After the collapse of Sunshine, Pat Aulton discovered that Dayman had made him a director of the company without his knowledge, and when Sunshine's creditors moved in to recover their debts, Aulton's unwitting liability cost him his car, furniture and other assets. Fortunately, he was by then well known to Festival managing director Fred Marks, who rescued Aulton with the offer of a position as a staff producer at Festival. It is not known whether Dayman retained any interest or played any role in the company after 1967, although he continued to operate his promotions and management business in several cities.

What is asked ▸
1. In the passage about Pat Aulton, who offered Aulton a position as a staff producer at Festival?
2. Swap "staff producer" for "house producer" in the passage about Pat Aulton, and write out the part between "After the collapse" and "in several cities.", inclusive.
3. Carry on the passage about Pat Aulton from the end of its last sentence.

(Dataset rows on where objects appear)
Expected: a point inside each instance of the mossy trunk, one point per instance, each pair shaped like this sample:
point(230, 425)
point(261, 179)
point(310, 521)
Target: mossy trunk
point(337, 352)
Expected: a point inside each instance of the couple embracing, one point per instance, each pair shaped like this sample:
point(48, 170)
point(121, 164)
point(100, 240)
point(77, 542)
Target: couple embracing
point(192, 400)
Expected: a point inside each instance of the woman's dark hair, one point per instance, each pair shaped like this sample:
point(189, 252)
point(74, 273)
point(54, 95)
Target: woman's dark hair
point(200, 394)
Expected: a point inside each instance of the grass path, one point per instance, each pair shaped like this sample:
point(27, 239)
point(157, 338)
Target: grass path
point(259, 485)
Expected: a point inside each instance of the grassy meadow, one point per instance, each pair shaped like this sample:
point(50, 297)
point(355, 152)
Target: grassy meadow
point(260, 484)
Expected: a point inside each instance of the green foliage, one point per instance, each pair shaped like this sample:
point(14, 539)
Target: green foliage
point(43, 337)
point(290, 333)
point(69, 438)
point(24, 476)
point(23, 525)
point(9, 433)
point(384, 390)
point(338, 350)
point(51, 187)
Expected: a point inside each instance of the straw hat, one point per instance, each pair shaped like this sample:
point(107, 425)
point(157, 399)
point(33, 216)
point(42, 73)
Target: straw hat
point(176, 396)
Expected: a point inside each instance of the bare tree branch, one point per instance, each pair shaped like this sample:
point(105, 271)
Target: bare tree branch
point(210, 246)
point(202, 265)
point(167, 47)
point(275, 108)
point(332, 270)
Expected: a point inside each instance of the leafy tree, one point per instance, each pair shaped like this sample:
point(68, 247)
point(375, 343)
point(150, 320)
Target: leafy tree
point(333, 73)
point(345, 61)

Results of the tasks ▸
1. Festival managing director Fred Marks.

2.
After the collapse of Sunshine, Pat Aulton discovered that Dayman had made him a director of the company without his knowledge, and when Sunshine's creditors moved in to recover their debts, Aulton's unwitting liability cost him his car, furniture and other assets. Fortunately, he was by then well known to Festival managing director Fred Marks, who rescued Aulton with the offer of a position as a house producer at Festival. It is not known whether Dayman retained any interest or played any role in the company after 1967, although he continued to operate his promotions and management business in several cities.

3.
Sunshine's recording assets were acquired by its distributor, Festival Records during 1967. The label's releases declined rapidly from this point and it ceased operations after two final singles released during 1971.

The Sunshine catalogue remained in the archive of Festival Records until that company went into liquidation in 2005, when the combined Festival-Mushroom Records recording archive was sold to the Australian division of the Warner Music Group for a reported A$10 million.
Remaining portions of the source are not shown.